• **Kutipan Dokumen**:
● ● ●
Ketika Puluhan Ton Minyak Sawit Tumpah di Perairan Teluk Bayur

 

Permukaan perairan Pelabuhan Teluk Bayur sampai Bungus dan pulau-pulau terdekat, berubah warna. Ia jadi kuning pekat.  Sekitar 50 ton minyak minyak sawit mentah (crude palm oil/CPO) jenis palm fatty acid distillate (PFAD) tumpah, Kamis (28/9/17.

Tumpahan minyak sawit ini karena kebocoran pipa tangki penampungan PFAD siap ekspor milik PT Wira Inno Mas (WIM). Perusahaan terus membersihkan dan mengangkat material minyak beku ke luar perairan dan pulau-pulau terdekat.

Melalui keterangan tertulis, WIM mengatakan sebelum tangki ditemukan bocor Kamis (28/9/17) pukul 10.00, teknisi sempat mengecek tangki 30 menit sebelum kejadian. Pukul 10.00, tiba-tiba terdengar suara pecah diikuti air mengalir, setelah dicek, ada kebocoran tanki 14 berisi 750 ton PFAD. Dari kebocoran ini, diperkirakan 50 ton terlepas ke perairan.

Karena areal terdampak kelolaan PT Pelindo Cabang Teluk Bayur, otoritas segera mengerahkan dua oil boom, masing-masing sepanjang 250 meter. Tumpahan minyak banyak khawatir mengganggu aktivitas pelabuhan. Selain tergenang di permukaan laut, tumpahan juga melekat di batu karang di kawasan itu.

 

Kondisi perairan Teluk Bayur beberapa saat setelah 50 ton minyak minyak sawit (Crude Palm Oil/CPO) jenis PFAD (Palm Fatty Acid Distillate) tumpah dan mencemari perairan Pelabuhan Teluk Bayur, Kota Padang, Sumatera Barat, Kamis (28/9/17). Foto Istimewa

 

Cemari pulau-pulau terdekat

Pasca tumpah CPO di Pelabuhan Teluk Bayur, kondisi pulau-pulau kecil sekitar mulai tercemar. Berdasarkan monitoring dari Balai Pengelolaan Sumber Daya Pesisir dan Laut (BPSPL) bersama Loka Riset Sumber Daya dan Kerentanam Pesisir Sumbar, Rabu, 4 Oktober, tumpahan minyak nabati itu menumpuk di pantai pulau-pulau itu.  Setidaknya,  ada beberapa pulau terpapar, seperti Pulau Sinyaru, Pasir Gadang, Bentarong, Pagang, Pamutusan, Sironjong, Sirandah, Pasumpahan, Teluk Bungus, Ujung Batu,  Teluk Bungus, Teluk Buo, PLTU Teluk Sirih, Pulau Pisang Besar,  Pulau Pisang Kecil, perairan sekitar Pantai Air Manis.
● ● ●
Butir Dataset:
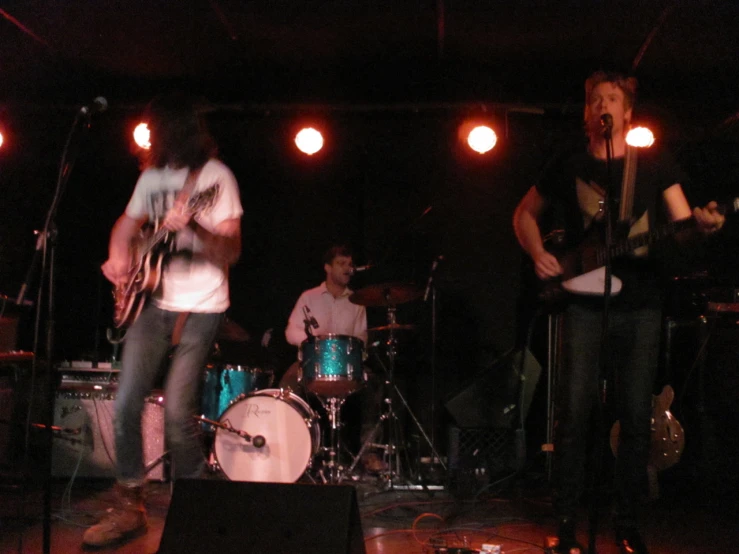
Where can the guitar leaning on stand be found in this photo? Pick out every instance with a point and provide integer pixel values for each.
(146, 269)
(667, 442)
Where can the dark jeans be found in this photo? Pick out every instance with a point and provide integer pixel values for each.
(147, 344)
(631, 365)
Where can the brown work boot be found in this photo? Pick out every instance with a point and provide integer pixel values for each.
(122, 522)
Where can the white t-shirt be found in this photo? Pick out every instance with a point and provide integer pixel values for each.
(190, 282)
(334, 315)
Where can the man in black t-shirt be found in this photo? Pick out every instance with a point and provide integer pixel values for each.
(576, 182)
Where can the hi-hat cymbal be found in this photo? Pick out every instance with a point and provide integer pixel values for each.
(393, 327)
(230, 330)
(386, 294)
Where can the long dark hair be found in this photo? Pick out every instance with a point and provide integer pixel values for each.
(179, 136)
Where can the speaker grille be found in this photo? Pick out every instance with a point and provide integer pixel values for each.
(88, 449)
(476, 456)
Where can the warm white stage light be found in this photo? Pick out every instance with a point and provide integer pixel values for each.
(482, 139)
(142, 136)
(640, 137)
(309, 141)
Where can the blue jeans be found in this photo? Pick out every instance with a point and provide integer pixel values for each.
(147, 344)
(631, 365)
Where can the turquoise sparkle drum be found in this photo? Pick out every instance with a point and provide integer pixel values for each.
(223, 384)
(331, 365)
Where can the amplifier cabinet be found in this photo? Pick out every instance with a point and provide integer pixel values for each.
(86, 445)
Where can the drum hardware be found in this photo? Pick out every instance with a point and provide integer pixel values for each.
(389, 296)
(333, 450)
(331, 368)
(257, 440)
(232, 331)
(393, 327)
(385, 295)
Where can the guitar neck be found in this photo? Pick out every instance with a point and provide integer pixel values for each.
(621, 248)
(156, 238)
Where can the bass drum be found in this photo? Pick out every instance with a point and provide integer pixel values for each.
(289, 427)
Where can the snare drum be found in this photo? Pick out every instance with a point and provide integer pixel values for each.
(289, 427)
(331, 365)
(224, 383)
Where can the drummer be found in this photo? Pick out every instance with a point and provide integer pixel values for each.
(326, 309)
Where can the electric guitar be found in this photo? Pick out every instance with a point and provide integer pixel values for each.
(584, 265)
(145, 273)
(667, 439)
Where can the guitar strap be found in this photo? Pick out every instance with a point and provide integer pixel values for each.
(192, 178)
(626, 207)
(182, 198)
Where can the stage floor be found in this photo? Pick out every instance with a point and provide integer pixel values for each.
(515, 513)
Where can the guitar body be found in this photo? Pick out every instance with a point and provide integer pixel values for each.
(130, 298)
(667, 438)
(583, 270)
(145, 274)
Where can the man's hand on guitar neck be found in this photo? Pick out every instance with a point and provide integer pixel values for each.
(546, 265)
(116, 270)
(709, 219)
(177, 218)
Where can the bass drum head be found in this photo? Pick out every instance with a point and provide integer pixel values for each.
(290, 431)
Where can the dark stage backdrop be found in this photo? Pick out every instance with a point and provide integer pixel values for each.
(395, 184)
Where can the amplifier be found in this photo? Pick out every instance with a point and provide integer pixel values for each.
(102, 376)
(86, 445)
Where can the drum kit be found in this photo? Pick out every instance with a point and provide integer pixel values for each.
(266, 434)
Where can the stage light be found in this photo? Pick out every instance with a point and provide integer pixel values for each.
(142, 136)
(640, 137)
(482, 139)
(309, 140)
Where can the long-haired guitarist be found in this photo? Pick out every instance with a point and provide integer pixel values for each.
● ● ●
• **Daftar Tugas**:
1. Sebutkan setiap besaran bersatuan ukuran yang muncul dalam berita tentang tumpahan minyak sawit di Teluk Bayur, masing-masing cukup sekali.
2. Temukan semua baris dalam data yang memuat kata "jeans", lalu salin baris-baris itu. Perhatikan huruf besar dan kecil.

• **Jawaban**:
1. 50 ton, 30 menit, 750 ton, 250 meter

2.
Where can the dark jeans be found in this photo? Pick out every instance with a point and provide integer pixel values for each.
Where can the blue jeans be found in this photo? Pick out every instance with a point and provide integer pixel values for each.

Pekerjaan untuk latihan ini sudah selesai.